(Records pointing to named objects)
+--
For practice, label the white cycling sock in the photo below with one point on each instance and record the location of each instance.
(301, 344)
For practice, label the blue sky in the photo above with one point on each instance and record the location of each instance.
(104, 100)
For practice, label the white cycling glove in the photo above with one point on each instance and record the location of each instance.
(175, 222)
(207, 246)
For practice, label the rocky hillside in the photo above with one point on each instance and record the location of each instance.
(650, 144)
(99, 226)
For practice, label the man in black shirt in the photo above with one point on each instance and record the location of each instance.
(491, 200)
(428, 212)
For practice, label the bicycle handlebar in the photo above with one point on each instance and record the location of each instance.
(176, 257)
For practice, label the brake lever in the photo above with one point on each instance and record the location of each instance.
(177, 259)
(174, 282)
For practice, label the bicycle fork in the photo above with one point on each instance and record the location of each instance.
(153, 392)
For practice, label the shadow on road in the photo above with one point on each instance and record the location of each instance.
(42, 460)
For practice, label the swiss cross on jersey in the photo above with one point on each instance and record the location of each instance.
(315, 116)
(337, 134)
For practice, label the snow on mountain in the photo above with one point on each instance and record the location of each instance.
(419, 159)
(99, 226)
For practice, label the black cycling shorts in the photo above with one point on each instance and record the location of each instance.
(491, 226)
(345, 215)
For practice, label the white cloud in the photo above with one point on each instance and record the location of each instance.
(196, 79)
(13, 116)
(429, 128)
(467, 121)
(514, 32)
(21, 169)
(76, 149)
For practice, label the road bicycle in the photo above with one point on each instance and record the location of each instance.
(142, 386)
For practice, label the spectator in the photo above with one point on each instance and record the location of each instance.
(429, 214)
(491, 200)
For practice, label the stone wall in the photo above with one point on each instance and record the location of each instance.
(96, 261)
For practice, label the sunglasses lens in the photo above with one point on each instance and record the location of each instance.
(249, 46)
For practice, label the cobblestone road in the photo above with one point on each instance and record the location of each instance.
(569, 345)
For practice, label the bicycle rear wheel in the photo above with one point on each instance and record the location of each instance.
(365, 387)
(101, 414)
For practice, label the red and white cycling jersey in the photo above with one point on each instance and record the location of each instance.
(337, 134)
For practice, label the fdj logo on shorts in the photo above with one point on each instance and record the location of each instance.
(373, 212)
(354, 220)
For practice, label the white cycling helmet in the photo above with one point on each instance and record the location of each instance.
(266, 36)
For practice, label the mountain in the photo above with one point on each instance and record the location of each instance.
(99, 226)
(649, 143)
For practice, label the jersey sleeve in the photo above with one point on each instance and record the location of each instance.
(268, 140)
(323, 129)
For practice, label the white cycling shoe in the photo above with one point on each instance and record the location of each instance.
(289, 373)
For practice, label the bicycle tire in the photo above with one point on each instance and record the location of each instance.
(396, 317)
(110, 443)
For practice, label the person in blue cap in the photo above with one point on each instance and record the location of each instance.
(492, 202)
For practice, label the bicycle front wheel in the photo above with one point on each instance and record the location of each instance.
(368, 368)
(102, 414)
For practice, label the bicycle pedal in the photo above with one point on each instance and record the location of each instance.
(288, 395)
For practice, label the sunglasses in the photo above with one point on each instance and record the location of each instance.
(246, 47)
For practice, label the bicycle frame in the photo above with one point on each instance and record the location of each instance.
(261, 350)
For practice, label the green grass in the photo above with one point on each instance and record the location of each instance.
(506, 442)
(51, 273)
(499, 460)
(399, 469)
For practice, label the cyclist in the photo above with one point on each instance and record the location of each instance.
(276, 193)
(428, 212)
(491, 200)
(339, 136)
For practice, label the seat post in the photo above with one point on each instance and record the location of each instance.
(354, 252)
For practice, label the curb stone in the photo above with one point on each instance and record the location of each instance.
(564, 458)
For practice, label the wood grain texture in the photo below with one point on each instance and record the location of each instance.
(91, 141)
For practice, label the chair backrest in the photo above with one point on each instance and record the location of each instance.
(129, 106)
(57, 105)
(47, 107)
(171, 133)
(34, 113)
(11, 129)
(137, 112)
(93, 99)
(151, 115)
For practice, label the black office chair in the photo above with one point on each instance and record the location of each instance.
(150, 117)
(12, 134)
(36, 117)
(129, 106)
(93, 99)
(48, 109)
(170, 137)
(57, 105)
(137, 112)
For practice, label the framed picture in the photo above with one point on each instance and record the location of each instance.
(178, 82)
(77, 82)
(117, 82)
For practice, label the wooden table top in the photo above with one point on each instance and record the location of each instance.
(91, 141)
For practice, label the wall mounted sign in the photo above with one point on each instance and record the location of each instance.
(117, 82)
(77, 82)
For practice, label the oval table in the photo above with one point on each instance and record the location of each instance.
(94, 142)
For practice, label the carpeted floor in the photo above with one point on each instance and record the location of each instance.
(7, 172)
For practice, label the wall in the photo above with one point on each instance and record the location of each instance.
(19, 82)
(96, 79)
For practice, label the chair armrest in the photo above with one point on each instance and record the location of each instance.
+--
Description of the task: Reproduce every line of the material above word for word, without changing anything.

Solution to this problem:
For practice, label the white cycling sock in the photo below with one point on each instance and record the location of each instance.
(301, 344)
For practice, label the blue sky in the photo above with one point on each instance and record the location of each instance.
(104, 100)
For practice, label the white cycling glove in the photo above with one point on each instance and record the location of each instance.
(175, 222)
(207, 246)
For practice, label the rocky hillside in the photo above with one point on each instance and record the location of each instance.
(650, 144)
(99, 226)
For practice, label the man in black shirt in the photo above with one point on each instance and record the location of each instance.
(491, 200)
(428, 212)
For practice, label the bicycle handlebar in the photo above with one point on each instance and record the location of each instance.
(176, 257)
For practice, label the brake lever in the photo above with one point on each instance and record the location of each instance.
(177, 259)
(174, 282)
For practice, label the bicycle fork in the photo above with one point on each instance and record the location of each instance.
(153, 392)
For practice, label the shadow on road in the photo above with one point on each instance and record the location of each instance.
(42, 460)
For practice, label the swiss cross on jersey in the photo above with one point on each instance and record the location of each instance.
(315, 116)
(337, 134)
For practice, label the snow on mountain in the photo above with one point on each instance and record the location of each instance.
(419, 159)
(99, 226)
For practice, label the black cycling shorts in the photo above with one point on each instance and record the location of each instance.
(491, 226)
(345, 215)
For practice, label the white cloud in the photo above with one point on each instance and record the location of each instance.
(196, 79)
(13, 116)
(429, 128)
(467, 121)
(514, 32)
(21, 169)
(76, 149)
For practice, label the road bicycle in the photo above with one point on each instance and record the location of each instance.
(142, 386)
For practice, label the spectator in the photo above with one point on each instance and record the location of each instance.
(429, 214)
(491, 200)
For practice, label the stone wall in the photo above with one point on each instance and record the location of each instance.
(96, 261)
For practice, label the sunglasses lens in the photo above with one point on each instance and record the location of each instance.
(249, 46)
For practice, label the cobblestone road in the photo above with one point on each instance and record the location of each instance.
(569, 345)
For practice, label the bicycle rear wheel in the photo above with one point on each instance and record the location of each instance.
(365, 387)
(101, 414)
For practice, label the red and white cycling jersey in the photo above with one point on each instance and record the location of each instance.
(337, 134)
For practice, label the fdj logo on shorts in the photo above with one point on each instance and record the location of each instance.
(373, 212)
(354, 220)
For practice, label the white cycling helmet in the photo above with one point on each instance and record the location of each instance.
(266, 36)
For practice, label the mountain in the photo above with one point on each instance and record the location of each instance.
(99, 226)
(649, 143)
For practice, label the jersey sleeve in the photo above with one point on each instance and record the location of each instance.
(268, 140)
(323, 129)
For practice, label the white cycling shoe in the photo above with one point on each instance and record the location of each instance.
(289, 373)
For practice, label the bicycle tire in the photo above with one point on each instance and record the location of each instance.
(396, 317)
(110, 443)
For practice, label the person in blue cap in the photo above with one point on each instance and record the location of each instance.
(492, 202)
For practice, label the bicycle front wheel in the photo above with one point on each instance and record the location of each instance.
(368, 368)
(102, 414)
For practice, label the bicycle pedal in the photo above with one point on each instance and record the location of each instance.
(288, 395)
For practice, label the sunglasses in the photo above with one point on each instance and record the location of each instance.
(246, 47)
For practice, label the bicycle frame in the photo above with one point on each instance and record the location of each instance.
(261, 350)
For practice, label the green grass in the photo above with one point on each instance and record the location of each instance.
(506, 442)
(51, 273)
(499, 460)
(399, 469)
For practice, label the cyclist in the photo above with one point on each instance and record the location of each instance.
(276, 193)
(428, 212)
(491, 200)
(339, 136)
For practice, label the seat post in the photo above with one point on each instance and record the location of each instance.
(354, 252)
For practice, label the curb stone in the photo above with one point on each instance and record the location of each instance.
(564, 458)
For practice, label the wood grain texture in the photo below with one point on each instance and record the location of each instance.
(91, 141)
For practice, label the chair backrest in the photo above with one point on each instance and record the location of each instance.
(129, 106)
(57, 105)
(47, 107)
(171, 133)
(34, 113)
(11, 129)
(137, 112)
(93, 99)
(151, 115)
For practice, label the black office chair in the photo above with one point on each instance and record the location of each instance.
(150, 117)
(12, 134)
(36, 117)
(129, 106)
(93, 99)
(48, 109)
(170, 137)
(57, 105)
(137, 112)
For practice, label the framed picture in the photo above with one point on each instance and record the location of each instance.
(178, 82)
(77, 82)
(117, 82)
For practice, label the wooden table top in the photo above with one point on each instance and record the location of each instance.
(91, 141)
For practice, label the wall mounted sign in the photo above with one point on each instance and record the location of each instance.
(117, 82)
(77, 82)
For practice, label the oval table in the photo above with one point on each instance and record the location of each instance.
(94, 142)
For practice, label the carpeted floor in the photo above with one point on each instance and record the location of each instance.
(7, 172)
For practice, label the wall in the photo above with one point on each instance and record the location of each instance.
(19, 82)
(96, 79)
For practice, label the chair armrest in the photo above with one point on each instance and record the location of each instance.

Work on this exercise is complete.